— WHAT IS BEING ASKED —
Which lines run from the line containing "Target: sky" through the end of the records below? Reproduce them exactly, and nothing else.

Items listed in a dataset
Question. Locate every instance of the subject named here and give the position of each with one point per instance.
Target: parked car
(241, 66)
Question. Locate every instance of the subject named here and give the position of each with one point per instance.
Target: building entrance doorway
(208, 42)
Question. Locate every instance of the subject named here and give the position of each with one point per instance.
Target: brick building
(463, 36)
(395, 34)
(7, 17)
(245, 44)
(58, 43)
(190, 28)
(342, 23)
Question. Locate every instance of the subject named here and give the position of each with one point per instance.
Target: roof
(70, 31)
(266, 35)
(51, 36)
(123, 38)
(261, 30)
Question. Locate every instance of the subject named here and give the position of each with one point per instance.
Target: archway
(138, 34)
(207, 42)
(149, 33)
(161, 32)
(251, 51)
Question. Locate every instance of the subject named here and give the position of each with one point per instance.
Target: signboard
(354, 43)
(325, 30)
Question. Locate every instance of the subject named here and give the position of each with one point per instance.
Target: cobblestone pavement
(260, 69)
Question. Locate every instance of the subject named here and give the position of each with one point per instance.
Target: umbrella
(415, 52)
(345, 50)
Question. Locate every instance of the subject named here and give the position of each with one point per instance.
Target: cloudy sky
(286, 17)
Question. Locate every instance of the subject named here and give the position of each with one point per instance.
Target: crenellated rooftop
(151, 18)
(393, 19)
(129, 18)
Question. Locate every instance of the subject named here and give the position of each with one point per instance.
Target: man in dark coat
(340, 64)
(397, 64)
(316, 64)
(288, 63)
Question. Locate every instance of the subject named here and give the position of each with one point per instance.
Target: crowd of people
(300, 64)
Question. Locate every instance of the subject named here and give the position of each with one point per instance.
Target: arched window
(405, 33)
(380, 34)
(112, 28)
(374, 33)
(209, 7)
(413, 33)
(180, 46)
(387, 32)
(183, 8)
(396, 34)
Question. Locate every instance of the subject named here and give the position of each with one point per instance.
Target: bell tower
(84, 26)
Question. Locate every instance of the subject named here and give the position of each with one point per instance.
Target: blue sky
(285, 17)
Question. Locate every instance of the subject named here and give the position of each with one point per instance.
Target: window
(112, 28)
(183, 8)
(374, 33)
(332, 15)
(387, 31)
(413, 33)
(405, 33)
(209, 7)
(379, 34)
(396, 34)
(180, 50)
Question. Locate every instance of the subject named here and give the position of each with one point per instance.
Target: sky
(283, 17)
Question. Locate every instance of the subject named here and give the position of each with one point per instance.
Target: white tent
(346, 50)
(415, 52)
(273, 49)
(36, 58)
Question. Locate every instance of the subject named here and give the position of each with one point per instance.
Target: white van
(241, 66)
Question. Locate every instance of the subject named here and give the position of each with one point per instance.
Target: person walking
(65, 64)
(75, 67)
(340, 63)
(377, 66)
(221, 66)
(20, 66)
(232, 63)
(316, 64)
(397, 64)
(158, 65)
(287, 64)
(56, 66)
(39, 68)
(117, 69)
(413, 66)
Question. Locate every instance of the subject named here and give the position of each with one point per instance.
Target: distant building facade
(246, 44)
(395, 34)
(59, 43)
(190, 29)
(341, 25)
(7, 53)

— SOLUTION TO THE PROBLEM —
Target: sky
(283, 17)
Question. Locate every instance of the subject named here and give the position of each with one point per instance.
Target: white tent
(346, 50)
(415, 52)
(273, 49)
(36, 58)
Question. Locate every instance of the subject named here and give the position of each with one point per instance.
Target: white van
(241, 66)
Question. Locate every instance of the subject named here and give the position of each with one point per instance.
Target: person walking
(65, 64)
(75, 67)
(340, 63)
(377, 66)
(221, 66)
(20, 66)
(232, 63)
(316, 64)
(397, 64)
(158, 65)
(287, 64)
(56, 66)
(39, 68)
(117, 69)
(413, 66)
Question. Locate every instance of the subject named here and give the position of each with one point per instance.
Target: distant building facade
(246, 44)
(395, 34)
(59, 43)
(190, 29)
(341, 25)
(7, 53)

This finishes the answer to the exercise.